• Questões a responder:
(a) Transcreva do texto sobre formação de professores tudo o que vai de "Vanessa Canuto Coelho" até "formação desses profissionais.".
(b) Cada afirmação a seguir está de acordo com o texto sobre formação de professores? Responda sim ou não e cite as palavras do texto que decidem. (i) Segundo Pletsch (2009), a formação de professores no Brasil segue um modelo tradicional. (ii) O texto pretende atribuir ao professor uma parcela maior de responsabilidade pela inclusão escolar. (iii) Para Pletsch, as licenciaturas, de maneira geral, estão preparadas para formar professores para lidar com a heterogeneidade.
(c) Como prosseguiria o texto sobre formação de professores a partir do ponto em que ele termina?

• Texto de leitura:
------------------------------------------------
Formação continuada de professores em perspectiva inclusiva

Edna Regina da Silva Aguiar Arruda

Mestra em Educação, professora dos anos iniciais do Ensino Fundamental no Colégio Universitário Geraldo Achilles Reis

Vanessa Canuto Coelho

Mestra em Educação, professora dos anos iniciais do Ensino Fundamental na rede pública municipal do Rio de Janeiro, mediadora do curso de atualização em Educação Especial Inclusiva

Primeiras palavras

Fomentar a criação e a consolidação de um viés inclusivo na cultura das instituições escolares requer um esforço coletivo, cuja figura indispensável é a do professor. O papel que esse profissional exerce nesta engrenagem é fundamental uma vez que sua atuação pode erguer pontes que levam ao caminho da inclusão. Com esse argumento, não existe a intenção de colocar sob seus ombros uma parcela maior de responsabilidade em relação ao processo da inclusão escolar, tendo em vista que o tema abrange múltiplos fatores, mas chamar atenção para a necessidade de refletirmos sobre o processo de formação desses profissionais.

De acordo com Pletsch (2009), a formação de professores no Brasil segue um modelo tradicional e, portanto, inadequado para suprir as reivindicações sobre a inclusão na educação. Acrescenta a estudiosa que o quadro é de carência, quando a pauta em questão é a oferta de disciplinas que tratam dos conteúdos relativos à Educação Especial e, consequentemente, o debate sobre a inclusão no campo escolar é incipiente. Ela destaca que, de maneira geral, as licenciaturas não estão preparadas para desempenhar satisfatoriamente a sua função de formar professores para lidar com a heterogeneidade.
------------------------------------------------
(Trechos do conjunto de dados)
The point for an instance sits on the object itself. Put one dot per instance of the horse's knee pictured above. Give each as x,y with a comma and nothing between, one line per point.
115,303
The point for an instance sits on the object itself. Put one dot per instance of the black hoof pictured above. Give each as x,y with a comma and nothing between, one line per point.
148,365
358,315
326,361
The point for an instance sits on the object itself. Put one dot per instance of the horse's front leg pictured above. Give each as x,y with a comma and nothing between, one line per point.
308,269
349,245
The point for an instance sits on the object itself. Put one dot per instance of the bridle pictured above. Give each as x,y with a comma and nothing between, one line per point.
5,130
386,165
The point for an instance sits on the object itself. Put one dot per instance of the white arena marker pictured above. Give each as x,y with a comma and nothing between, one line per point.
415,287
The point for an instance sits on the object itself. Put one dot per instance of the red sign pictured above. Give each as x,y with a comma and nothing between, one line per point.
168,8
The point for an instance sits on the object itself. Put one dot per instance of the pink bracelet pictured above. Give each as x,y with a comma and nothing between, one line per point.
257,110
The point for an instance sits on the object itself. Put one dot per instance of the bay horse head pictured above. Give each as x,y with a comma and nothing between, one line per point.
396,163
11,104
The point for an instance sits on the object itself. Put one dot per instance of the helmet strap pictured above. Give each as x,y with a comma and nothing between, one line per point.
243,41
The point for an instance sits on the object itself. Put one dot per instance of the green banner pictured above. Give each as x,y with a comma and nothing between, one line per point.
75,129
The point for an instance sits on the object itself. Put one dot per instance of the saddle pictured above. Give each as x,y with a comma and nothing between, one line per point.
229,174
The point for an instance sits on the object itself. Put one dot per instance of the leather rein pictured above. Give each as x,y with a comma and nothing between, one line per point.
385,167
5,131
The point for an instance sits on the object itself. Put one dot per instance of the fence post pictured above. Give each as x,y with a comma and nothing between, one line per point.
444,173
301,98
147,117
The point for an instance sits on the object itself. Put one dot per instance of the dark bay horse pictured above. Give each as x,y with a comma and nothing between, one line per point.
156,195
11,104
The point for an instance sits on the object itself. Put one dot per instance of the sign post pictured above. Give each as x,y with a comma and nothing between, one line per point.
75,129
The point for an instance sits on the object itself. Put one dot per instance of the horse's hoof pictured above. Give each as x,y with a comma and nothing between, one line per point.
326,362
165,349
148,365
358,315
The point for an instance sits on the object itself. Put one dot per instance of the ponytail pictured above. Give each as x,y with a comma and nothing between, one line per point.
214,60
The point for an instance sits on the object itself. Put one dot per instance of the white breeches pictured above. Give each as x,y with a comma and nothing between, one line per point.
------------------------------------------------
• Respostas por tarefa:
(a)
Vanessa Canuto Coelho

Mestra em Educação, professora dos anos iniciais do Ensino Fundamental na rede pública municipal do Rio de Janeiro, mediadora do curso de atualização em Educação Especial Inclusiva

Primeiras palavras

Fomentar a criação e a consolidação de um viés inclusivo na cultura das instituições escolares requer um esforço coletivo, cuja figura indispensável é a do professor. O papel que esse profissional exerce nesta engrenagem é fundamental uma vez que sua atuação pode erguer pontes que levam ao caminho da inclusão. Com esse argumento, não existe a intenção de colocar sob seus ombros uma parcela maior de responsabilidade em relação ao processo da inclusão escolar, tendo em vista que o tema abrange múltiplos fatores, mas chamar atenção para a necessidade de refletirmos sobre o processo de formação desses profissionais.

(b)
(i) Sim: "a formação de professores no Brasil segue um modelo tradicional e, portanto, inadequado para suprir as reivindicações sobre a inclusão na educação"
(ii) Não: "não existe a intenção de colocar sob seus ombros uma parcela maior de responsabilidade em relação ao processo da inclusão escolar"
(iii) Não: "as licenciaturas não estão preparadas para desempenhar satisfatoriamente a sua função de formar professores para lidar com a heterogeneidade"

(c)
Organizar a formação docente, inicial ou continuada, com base na perspectiva da inclusão é oferecer aos professores recursos teórico-práticos que provoquem o desenvolvimento de uma consciência crítica sobre o papel social que eles desempenharão, exigindo um processo formativo alicerçado no contínuo entrelaçamento entre a teoria e a prática, na certeza de que todos os educandos têm condições de aprender e, ainda, no entendimento de que a escolha dos conteúdos a serem ministrados, assim como a seleção dos seus procedimentos metodológicos, constituem-se atos políticos (Zerbato, 2018). 

A partir desse entendimento, elaboramos o presente relato, que se propõe a apresentar uma experiência de formação continuada com foco na Educação Especial.  A referida formação aconteceu remotamente, no ano de 2020, em uma escola de Educação Básica, localizada no município de Niterói/RJ. A proposta foi organizada pela professora de Educação Especial em parceria com os mediadores que atuam na instituição escolar. Importante destacar que o ano de 2020 foi marcado por um contexto bastante adverso, a saber, pela pandemia causada pelo Sars-CoV-2. Nesse contexto, alguns questionamentos mobilizaram todo o corpo docente, a saber, como desenvolver um trabalho pautado em uma concepção ampliada de educação, que inclua qualidade social e considere todos os estudantes em meio à crise do covid-19 e como alcançar os estudantes atendidos pela Educação Especial. Essas indagações e tantas outras estiveram presentes entre o corpo docente e motivaram a organização do curso de formação continuada que será objeto deste relato.

Firmando passos no campo da formação continuada

Ao estabelecer uma relação entre escola e formação docente, Nóvoa (2017) enfatiza a necessidade de conferir aos professores da Educação Básica a possibilidade de ocuparem o lugar de formadores, não destinando esse papel a profissionais externos. Complementa o seu raciocínio, pontuando que as escolas não devem ser um simples “campo de aplicação”. Os profissionais que integram a escola precisam identificar as dificuldades que permeiam o cotidiano escolar e juntos encontrar caminhos possíveis para solucioná-las. Sem dúvida, a contribuição de agentes externos é válida, mas “é no lugar da escola que ela (a formação continuada) se define, enriquece-se e, assim, pode cumprir o seu papel no desenvolvimento profissional dos professores” (Nóvoa, 2019, p. 11).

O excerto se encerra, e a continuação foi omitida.